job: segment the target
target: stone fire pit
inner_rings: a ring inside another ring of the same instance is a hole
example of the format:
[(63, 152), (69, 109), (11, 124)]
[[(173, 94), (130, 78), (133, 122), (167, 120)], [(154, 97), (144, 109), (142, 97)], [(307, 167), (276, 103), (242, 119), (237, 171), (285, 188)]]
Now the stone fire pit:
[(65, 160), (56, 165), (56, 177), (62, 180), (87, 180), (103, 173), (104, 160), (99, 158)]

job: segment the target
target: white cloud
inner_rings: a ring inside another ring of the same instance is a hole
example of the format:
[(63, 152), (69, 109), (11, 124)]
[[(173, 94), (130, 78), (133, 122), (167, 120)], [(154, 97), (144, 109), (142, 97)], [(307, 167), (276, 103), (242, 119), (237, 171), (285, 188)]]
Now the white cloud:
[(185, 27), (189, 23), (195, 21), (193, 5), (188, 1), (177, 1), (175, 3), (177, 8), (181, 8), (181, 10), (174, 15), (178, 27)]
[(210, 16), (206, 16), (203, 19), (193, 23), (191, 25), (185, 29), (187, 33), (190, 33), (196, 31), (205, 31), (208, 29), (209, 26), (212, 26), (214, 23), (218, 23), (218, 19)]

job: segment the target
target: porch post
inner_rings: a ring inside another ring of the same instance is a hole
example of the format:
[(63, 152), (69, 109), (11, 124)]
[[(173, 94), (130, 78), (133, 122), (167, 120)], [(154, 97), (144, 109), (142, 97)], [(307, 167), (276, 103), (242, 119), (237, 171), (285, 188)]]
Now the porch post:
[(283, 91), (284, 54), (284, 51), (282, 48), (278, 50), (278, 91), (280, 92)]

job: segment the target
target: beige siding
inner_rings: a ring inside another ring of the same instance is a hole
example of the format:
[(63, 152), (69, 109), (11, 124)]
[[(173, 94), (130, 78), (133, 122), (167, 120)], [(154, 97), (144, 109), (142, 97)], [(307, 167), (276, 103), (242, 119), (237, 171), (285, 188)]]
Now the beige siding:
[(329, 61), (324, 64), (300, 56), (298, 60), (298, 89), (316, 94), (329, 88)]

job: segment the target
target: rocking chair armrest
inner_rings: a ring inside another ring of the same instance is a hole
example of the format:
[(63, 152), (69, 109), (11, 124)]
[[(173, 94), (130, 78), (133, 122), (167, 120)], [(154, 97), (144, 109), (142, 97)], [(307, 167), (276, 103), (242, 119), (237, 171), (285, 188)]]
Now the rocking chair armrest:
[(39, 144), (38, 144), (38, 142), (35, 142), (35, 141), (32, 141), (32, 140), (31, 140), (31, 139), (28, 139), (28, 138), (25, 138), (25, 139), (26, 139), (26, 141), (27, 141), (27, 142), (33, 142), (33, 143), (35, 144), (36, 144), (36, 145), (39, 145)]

━━━━━━━━━━━━━━━━

Write out all of the material above again, line for line, with no changes.

Answer to this exercise:
job: segment the target
target: stone fire pit
inner_rings: a ring inside another ring of the same instance is a hole
example of the format:
[(63, 152), (69, 109), (11, 124)]
[[(173, 94), (130, 78), (133, 122), (167, 120)], [(154, 97), (144, 109), (142, 97)], [(307, 167), (276, 103), (242, 119), (237, 171), (285, 188)]]
Now the stone fire pit:
[(65, 160), (56, 165), (56, 177), (62, 180), (87, 180), (103, 173), (104, 160), (99, 158)]

job: segment the target
target: white cloud
inner_rings: a ring inside another ring of the same instance is a hole
example of the format:
[(63, 152), (69, 109), (11, 124)]
[[(173, 94), (130, 78), (133, 122), (167, 120)], [(154, 97), (144, 109), (142, 97)], [(307, 167), (276, 103), (242, 119), (237, 171), (285, 188)]]
Now the white cloud:
[(185, 27), (189, 23), (195, 21), (193, 5), (188, 1), (177, 1), (175, 3), (177, 8), (181, 8), (181, 10), (174, 15), (178, 27)]
[(210, 16), (206, 16), (203, 19), (193, 23), (191, 25), (185, 29), (187, 33), (190, 33), (196, 31), (205, 31), (208, 29), (209, 26), (212, 26), (214, 23), (218, 23), (218, 19)]

job: segment the target
target: porch post
inner_rings: a ring inside another ring of the same instance is a hole
example of the format:
[(63, 152), (69, 109), (11, 124)]
[[(173, 94), (130, 78), (133, 122), (167, 120)], [(154, 97), (144, 109), (142, 97)], [(307, 167), (276, 103), (242, 119), (237, 171), (285, 188)]]
Now the porch post:
[(283, 91), (284, 54), (284, 51), (282, 48), (278, 50), (278, 91), (280, 92)]

job: segment the target
target: beige siding
inner_rings: a ring inside another ring of the same instance is a hole
example of the format:
[(63, 152), (69, 109), (11, 124)]
[[(173, 94), (130, 78), (133, 122), (167, 120)], [(154, 97), (144, 109), (142, 97)], [(307, 167), (276, 103), (242, 119), (237, 171), (285, 188)]]
Now the beige siding:
[(329, 61), (324, 64), (300, 56), (298, 60), (298, 89), (316, 94), (329, 88)]

job: segment the target
target: rocking chair armrest
inner_rings: a ring inside another ring of the same instance is a hole
example of the format:
[(63, 152), (69, 109), (11, 124)]
[[(173, 94), (130, 78), (133, 122), (167, 120)], [(154, 97), (144, 109), (142, 97)], [(307, 167), (276, 103), (242, 119), (237, 171), (285, 188)]]
Now the rocking chair armrest:
[(39, 144), (38, 144), (38, 142), (35, 142), (35, 141), (32, 141), (32, 140), (31, 140), (31, 139), (28, 139), (28, 138), (25, 138), (25, 139), (26, 139), (26, 141), (27, 141), (27, 142), (33, 142), (33, 143), (35, 144), (36, 144), (36, 145), (39, 145)]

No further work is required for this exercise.